Exercise directions
Your answer should be the records, copied exactly, with the pictures removed.

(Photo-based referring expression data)
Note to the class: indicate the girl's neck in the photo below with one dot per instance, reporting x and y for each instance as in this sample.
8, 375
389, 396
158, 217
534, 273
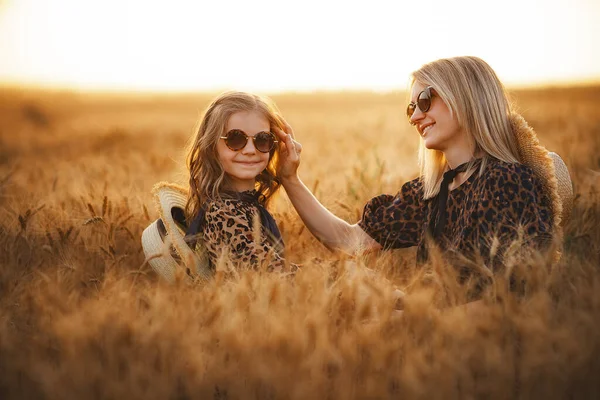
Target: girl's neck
240, 186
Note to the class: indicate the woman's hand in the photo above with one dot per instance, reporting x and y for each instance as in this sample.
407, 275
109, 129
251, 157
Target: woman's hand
289, 152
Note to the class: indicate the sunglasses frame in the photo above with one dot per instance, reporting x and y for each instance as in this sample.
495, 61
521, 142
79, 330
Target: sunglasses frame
226, 137
412, 107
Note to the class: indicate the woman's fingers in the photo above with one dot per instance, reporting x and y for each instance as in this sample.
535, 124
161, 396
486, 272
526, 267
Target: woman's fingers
288, 127
281, 135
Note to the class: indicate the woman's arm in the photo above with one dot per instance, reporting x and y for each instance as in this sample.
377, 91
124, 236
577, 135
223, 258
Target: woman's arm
331, 230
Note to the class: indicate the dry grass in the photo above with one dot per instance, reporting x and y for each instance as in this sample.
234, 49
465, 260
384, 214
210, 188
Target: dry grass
81, 316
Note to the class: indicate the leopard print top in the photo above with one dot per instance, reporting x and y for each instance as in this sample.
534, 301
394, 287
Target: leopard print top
493, 203
227, 231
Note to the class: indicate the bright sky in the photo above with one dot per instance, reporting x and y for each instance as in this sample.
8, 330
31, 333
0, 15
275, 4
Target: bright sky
280, 45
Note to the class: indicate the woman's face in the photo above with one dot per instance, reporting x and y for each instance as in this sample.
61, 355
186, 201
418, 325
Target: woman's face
243, 166
438, 128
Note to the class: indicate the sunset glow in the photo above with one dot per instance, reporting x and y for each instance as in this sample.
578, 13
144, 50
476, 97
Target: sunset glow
279, 45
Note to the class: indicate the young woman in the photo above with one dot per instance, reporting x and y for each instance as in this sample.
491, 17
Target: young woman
233, 162
484, 180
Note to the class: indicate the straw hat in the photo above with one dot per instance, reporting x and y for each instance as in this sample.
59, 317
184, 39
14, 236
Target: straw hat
549, 167
163, 241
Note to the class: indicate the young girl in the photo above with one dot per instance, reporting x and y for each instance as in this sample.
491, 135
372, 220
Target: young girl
233, 162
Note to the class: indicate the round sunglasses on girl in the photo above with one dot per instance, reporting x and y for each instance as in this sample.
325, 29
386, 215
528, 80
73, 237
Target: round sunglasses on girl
423, 102
236, 140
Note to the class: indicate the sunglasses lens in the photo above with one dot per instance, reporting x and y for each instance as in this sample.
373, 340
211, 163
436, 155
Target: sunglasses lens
424, 101
264, 142
236, 139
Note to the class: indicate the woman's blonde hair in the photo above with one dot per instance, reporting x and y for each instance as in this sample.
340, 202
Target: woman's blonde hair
476, 97
208, 180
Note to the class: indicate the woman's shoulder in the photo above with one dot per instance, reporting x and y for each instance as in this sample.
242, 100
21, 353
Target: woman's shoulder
411, 192
503, 172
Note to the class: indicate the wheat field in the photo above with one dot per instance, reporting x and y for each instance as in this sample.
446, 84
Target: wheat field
83, 316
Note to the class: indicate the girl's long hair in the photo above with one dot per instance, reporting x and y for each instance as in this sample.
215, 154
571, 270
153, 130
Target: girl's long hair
475, 95
208, 180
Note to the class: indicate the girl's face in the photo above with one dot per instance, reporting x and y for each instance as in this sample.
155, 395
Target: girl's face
243, 166
438, 128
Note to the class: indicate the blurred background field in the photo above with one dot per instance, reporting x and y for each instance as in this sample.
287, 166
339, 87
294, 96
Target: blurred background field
82, 316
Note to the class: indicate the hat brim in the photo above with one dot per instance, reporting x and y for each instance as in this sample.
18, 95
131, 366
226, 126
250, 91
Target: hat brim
549, 168
171, 200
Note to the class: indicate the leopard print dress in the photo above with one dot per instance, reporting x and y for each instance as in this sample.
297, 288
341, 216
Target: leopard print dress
227, 235
500, 201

Finished exercise
Note to the class: indicate the girl's neck in the photo below with one dot per instance, reporting x and y for each instance as in this sample.
8, 375
389, 396
158, 217
534, 273
Target: girl's neck
240, 186
Note to the class: indicate the woman's hand in the photo above with one dot per instance, reporting x and y for each instance as in this sample.
407, 275
109, 129
251, 157
Target: woman's hand
289, 152
Note to the class: indicate the sunglasses frame in the photo above with one dot per instance, reporting x and y for each instance as in this sample.
495, 61
521, 142
79, 330
Target: sunglasses frame
226, 137
412, 107
Note to the class: indicate the woman's fingers in the photo above with one dot per instance, reporting x and y for each instance as in this sample.
535, 124
161, 396
486, 272
526, 267
Target: woman's fingers
288, 127
281, 135
Note to the class: indicate the woman's arm in the photo above with one dot per instance, reporting x and y for each instance as in this sample.
377, 91
124, 236
577, 135
223, 258
Target: woman's arm
331, 230
Note to the class: indicate the dry grass in the photo above with one dot per instance, reporting x and y for each instance as in this sample.
234, 49
465, 260
384, 214
210, 188
Target: dry grass
81, 316
Note to the class: indicate the leopard print top in the photo above with one dot per instance, reporting x and y for each instance as in this sample.
534, 301
394, 287
Target: leopard print top
493, 203
227, 231
Note to the class: indicate the bright sky in the photo above with one dot per instance, reporting x and y for each instance as in this sample.
8, 330
31, 333
0, 15
275, 4
Target: bright sky
280, 45
Note to the class: indicate the woman's face in the photo above with one dot per instance, reporting x and y for each instance as in this sample.
61, 355
186, 201
418, 325
Target: woman's face
243, 166
438, 128
Note to the class: indicate the sunset glow in the photo above with one dot per instance, reporting x and y for each instance as in this sample.
578, 13
144, 50
476, 97
Target: sunset glow
279, 45
Note to the class: indicate the young woman in the photo above with one dot per instance, reporting x and y for each instance as in this sample.
491, 17
Target: young woman
233, 162
484, 180
Note to the class: indicate the straw hat in the photo above with one dot per instance, reporting x and y for each instance as in this sample.
59, 317
184, 39
14, 236
Target: straw hat
549, 167
163, 241
Note to the class: indicate the young girl in the photo above with one dot per instance, reporting x and y for each instance as in this sample.
491, 135
372, 220
Target: young girl
233, 162
Note to the class: indicate the round sunglasses on girl in the photo above with one dot per instance, reporting x and y for each instance as in this sample.
325, 29
386, 215
528, 80
73, 237
Target: round sunglasses on girl
423, 102
236, 140
Note to the class: indicate the sunglasses lens in the photo above with one dot per instance, reporting x and y for each instance as in this sample.
373, 340
211, 163
436, 155
Target: sunglasses lens
424, 101
264, 142
236, 139
Note to the class: indicate the woman's blonde hair in the photo above with one dot per instance, reporting x and y for each instance as in this sample.
340, 202
Target: woman's blonde hair
476, 97
208, 180
Note to the class: indicate the woman's shoulder in the photo above with one dot per instance, reporting x and y for each instance as in this sample.
242, 100
21, 353
Target: woman's shoulder
411, 192
503, 172
Note to the class: indicate the wheat field in the photo above with one dot per instance, reporting x and y for each instance as in this sample.
446, 84
Target: wheat field
83, 316
Note to the class: indicate the girl's long hair in the photo above with one dot per instance, reporting x and y for each instance as in this sample.
215, 154
571, 270
153, 130
Target: girl's long hair
475, 95
208, 180
Note to the class: indicate the girl's face in the photo above with one dot per instance, reporting x and y for each instance as in this sample.
155, 395
Target: girl's face
243, 166
438, 128
Note to the class: indicate the blurred background field in the photo above with one dot per instance, reporting x and y for each instance as in this sample.
287, 166
339, 87
294, 96
Target: blurred background field
82, 316
Note to the class: indicate the hat brim in the photo above with one dot per instance, reporting x and y for each instance as in this sample.
18, 95
131, 366
226, 126
250, 91
Target: hat brim
549, 168
171, 200
Note to the class: indicate the leopard print dress in the photo above with one dot per instance, reporting x and y for each instance as in this sample.
297, 288
341, 216
Target: leopard print dress
227, 235
500, 201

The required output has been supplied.